582.4 -> The workshops started with account structure, where we designed the initial
585.6 -> set of organisational units that we were going to use to group the workloads around.
589.88 -> We’ll dive deeper into this topic very soon.
592.64 -> Next, we had security and governance,
594.76 -> where we detailed the available guardrails and controls,
597.36 -> and captured which ones would be enabled in the new Landing Zone.
601.44 -> There was a networking session,
602.88 -> as this was an area that could be simplified for ACME.
606.12 -> Their networking architecture had evolved through the years and this
609.2 -> would be showed by the different types of services that were being implemented.
613.36 -> For instance, there was a lot of VPN connections, direct connect vifs,
616.48 -> and a mesh of VPC peering.
619.08 -> Whilst their platform team was able to manage this,
621.36 -> it was getting a bit hard to scale.
623.56 -> Migrating to a new Landing Zone gave them the opportunity
626.28 -> to simplify their networking by utilising Transit Gateway
629.44 -> and a hub and spoke account model.
631.8 -> ACME decided they would approach this networking transition in a second phase
635.4 -> once they had brought accounts into Control Tower, as there were potential
638.44 -> complexities to ensuring that there would be no disruption
641.16 -> to their running workloads.
643.24 -> Network migration is worthy of a talk on its own,
645.4 -> so today we won’t be covering this.
648.04 -> On to Operations.
649.4 -> This is where we talked about things such as patching, tagging and
651.96 -> backup strategies and how they could be enforced in the new Landing Zone.
656.4 -> Again, these were things that were desirable at ACME but yet across
659.52 -> the three collections of accounts, were not being uniformly implemented.
663.28 -> Finally, we covered identity and user access.
665.84 -> ACME had a fairly permissive set of roles given to developers
668.56 -> across all the accounts, and this was highlighted
670.56 -> as a risk in the security assessment.
672.28 -> There was definitely no standardisation across the board.
675.44 -> But using Control Tower and its integration with SSO,
678.44 -> this issue could be relatively easily fixed up.
681.68 -> In this workshop, we discussed standardising on a set of roles,
684.52 -> and how this would work with their identity provider.
687.08 -> So, we can’t cover all the topics today but we will dive into a couple of them,
691.16 -> and also talk about how we actually built out the Landing Zone
693.6 -> after the high-level design was completed.
696 -> So, coming back to account structure.
697.84 -> This was something that ACME really didn't have in place already.
700.72 -> Their accounts lived straight under the root OU
702.68 -> of the three organisations.
704.48 -> They were not segregating workloads
706.04 -> based on security and policy requirements.
708.04 -> Again, something that was highlighted in the security assessment
711 -> and is against multi-account best practice.
713.92 -> Actually, the multi-account best practice white paper is a really good read and
717.24 -> I recommend it to you to understand the reasoning behind a good OU structure.
720.76 -> I’ll share a link to this at the end of the presentation.
723.92 -> After we completed the workshop, we ended up with a design like this.
727.32 -> Each OU has a slightly different SCP allocated to them via the
731.16 -> set of Control Tower guardrails enabled.
733.4 -> I won’t go through all the different OUs that were created
735.44 -> but I will mention a couple which turned out to be very useful.

OBJECTIVE 1 =
Pick out every line of the entries that contains any of the strings "several".

Segmentation labeling items =
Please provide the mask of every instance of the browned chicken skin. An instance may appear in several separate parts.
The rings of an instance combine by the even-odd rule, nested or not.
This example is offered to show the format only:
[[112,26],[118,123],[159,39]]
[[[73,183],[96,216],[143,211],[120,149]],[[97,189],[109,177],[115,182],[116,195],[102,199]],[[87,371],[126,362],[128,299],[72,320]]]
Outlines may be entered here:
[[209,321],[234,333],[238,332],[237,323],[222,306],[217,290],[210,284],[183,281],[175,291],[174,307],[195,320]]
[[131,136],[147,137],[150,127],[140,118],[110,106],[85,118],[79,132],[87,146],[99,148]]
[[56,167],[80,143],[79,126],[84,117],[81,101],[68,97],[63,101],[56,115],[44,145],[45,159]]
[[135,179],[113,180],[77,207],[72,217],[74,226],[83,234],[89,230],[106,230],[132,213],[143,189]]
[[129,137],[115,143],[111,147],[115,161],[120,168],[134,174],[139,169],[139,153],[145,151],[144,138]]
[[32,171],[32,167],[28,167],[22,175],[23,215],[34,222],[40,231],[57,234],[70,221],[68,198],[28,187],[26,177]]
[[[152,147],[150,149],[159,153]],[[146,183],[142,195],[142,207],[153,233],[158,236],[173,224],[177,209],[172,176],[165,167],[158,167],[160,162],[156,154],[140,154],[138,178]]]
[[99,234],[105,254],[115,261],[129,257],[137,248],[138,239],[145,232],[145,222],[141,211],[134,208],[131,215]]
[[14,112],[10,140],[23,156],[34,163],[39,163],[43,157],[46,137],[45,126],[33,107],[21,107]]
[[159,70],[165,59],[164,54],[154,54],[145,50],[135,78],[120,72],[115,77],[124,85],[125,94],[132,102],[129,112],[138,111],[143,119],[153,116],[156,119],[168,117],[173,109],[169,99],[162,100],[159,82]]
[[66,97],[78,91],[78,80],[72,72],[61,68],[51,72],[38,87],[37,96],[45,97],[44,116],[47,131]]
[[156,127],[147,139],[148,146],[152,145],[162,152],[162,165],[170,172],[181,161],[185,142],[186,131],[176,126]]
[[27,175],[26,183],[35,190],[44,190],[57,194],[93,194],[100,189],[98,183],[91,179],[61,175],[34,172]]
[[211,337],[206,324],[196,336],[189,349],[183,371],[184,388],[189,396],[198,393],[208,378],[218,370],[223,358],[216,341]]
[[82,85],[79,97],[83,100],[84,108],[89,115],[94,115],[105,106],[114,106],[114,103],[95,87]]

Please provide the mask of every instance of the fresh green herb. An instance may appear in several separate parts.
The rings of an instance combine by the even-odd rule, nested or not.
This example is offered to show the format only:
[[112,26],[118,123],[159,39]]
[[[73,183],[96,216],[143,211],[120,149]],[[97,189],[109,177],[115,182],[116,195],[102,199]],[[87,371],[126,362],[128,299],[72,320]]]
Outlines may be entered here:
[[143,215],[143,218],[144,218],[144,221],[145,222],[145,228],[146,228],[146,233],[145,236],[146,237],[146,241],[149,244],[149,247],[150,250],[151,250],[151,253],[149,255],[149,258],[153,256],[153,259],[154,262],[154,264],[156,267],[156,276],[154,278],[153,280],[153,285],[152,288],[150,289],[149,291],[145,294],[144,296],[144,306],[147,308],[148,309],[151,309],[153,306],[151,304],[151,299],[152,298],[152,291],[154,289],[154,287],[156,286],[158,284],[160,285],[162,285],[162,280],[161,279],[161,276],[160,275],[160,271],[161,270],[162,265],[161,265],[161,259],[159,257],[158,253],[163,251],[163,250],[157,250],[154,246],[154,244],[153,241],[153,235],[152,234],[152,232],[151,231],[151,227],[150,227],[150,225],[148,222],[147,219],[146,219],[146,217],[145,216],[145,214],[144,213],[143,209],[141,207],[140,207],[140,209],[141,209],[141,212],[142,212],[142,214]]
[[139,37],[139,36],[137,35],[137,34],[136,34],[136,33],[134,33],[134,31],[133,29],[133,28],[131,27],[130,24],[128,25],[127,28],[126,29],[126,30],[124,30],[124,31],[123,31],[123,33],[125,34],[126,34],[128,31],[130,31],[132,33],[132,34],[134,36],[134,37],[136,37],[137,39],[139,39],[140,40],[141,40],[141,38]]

OBJECTIVE 2 =
List the workshop sessions that the transcript describes, in the order it presents them.

RIGHT ANSWER 1 =
Please provide the mask of every instance of the browned chicken skin. An instance may appear in several separate parts.
Please provide the mask of every instance of the fresh green herb. An instance may appear in several separate parts.

RIGHT ANSWER 2 =
1. Account structure
2. Security and governance
3. Networking
4. Operations
5. Identity and user access